*Exercise goal*: All lines from the one including "Where can you see the pink" to the bottom of the entries below should be repeated exactly, both ends kept.

[Stored data entries]
________________________________________

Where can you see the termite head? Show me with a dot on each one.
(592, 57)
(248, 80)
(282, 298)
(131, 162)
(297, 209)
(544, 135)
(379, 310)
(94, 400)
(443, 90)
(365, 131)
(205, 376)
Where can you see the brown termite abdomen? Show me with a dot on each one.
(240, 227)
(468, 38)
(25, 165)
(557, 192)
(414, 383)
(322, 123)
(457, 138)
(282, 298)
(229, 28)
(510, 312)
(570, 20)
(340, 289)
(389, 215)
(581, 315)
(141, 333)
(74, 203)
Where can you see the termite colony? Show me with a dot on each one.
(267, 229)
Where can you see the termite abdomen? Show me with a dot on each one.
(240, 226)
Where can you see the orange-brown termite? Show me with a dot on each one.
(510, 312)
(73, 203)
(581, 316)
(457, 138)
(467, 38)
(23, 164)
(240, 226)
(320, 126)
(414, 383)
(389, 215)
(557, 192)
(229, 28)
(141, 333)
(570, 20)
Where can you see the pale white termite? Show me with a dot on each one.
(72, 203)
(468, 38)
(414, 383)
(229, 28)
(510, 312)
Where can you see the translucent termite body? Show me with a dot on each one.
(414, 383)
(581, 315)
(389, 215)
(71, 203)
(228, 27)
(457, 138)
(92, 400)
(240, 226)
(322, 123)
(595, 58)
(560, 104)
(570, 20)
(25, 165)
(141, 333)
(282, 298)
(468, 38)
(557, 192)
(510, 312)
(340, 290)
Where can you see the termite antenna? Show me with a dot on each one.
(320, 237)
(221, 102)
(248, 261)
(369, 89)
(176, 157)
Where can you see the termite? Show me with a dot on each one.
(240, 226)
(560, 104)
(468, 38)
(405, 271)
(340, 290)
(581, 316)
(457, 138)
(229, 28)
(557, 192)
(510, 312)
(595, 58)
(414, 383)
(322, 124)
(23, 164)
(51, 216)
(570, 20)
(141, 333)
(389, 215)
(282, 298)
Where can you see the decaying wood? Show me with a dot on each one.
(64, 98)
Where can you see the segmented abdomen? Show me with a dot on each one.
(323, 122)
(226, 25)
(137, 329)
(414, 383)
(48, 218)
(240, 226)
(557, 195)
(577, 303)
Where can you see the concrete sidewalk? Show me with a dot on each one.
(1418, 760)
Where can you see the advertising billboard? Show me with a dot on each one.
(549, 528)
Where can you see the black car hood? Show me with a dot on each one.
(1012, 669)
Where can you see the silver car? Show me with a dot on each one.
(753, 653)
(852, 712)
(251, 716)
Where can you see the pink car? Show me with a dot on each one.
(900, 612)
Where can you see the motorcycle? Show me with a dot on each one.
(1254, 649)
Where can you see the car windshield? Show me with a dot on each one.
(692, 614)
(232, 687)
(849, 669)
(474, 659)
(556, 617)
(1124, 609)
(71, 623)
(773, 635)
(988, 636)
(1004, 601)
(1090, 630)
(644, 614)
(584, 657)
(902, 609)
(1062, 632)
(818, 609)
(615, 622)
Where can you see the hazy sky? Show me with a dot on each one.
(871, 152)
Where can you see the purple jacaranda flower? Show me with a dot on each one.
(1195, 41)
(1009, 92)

________________________________________

*Written response*:
Where can you see the pink car? Show me with a dot on each one.
(900, 612)
Where can you see the motorcycle? Show me with a dot on each one.
(1254, 649)
Where can you see the car windshield? Show me with a dot on each one.
(692, 614)
(232, 687)
(849, 669)
(474, 659)
(556, 617)
(1124, 609)
(71, 623)
(773, 635)
(988, 636)
(1004, 601)
(1090, 630)
(644, 614)
(584, 657)
(902, 609)
(1062, 632)
(818, 609)
(615, 622)
Where can you see the hazy sky? Show me with a dot on each one.
(871, 152)
Where can you see the purple jacaranda flower? Show me with a dot on each one.
(1195, 41)
(1009, 92)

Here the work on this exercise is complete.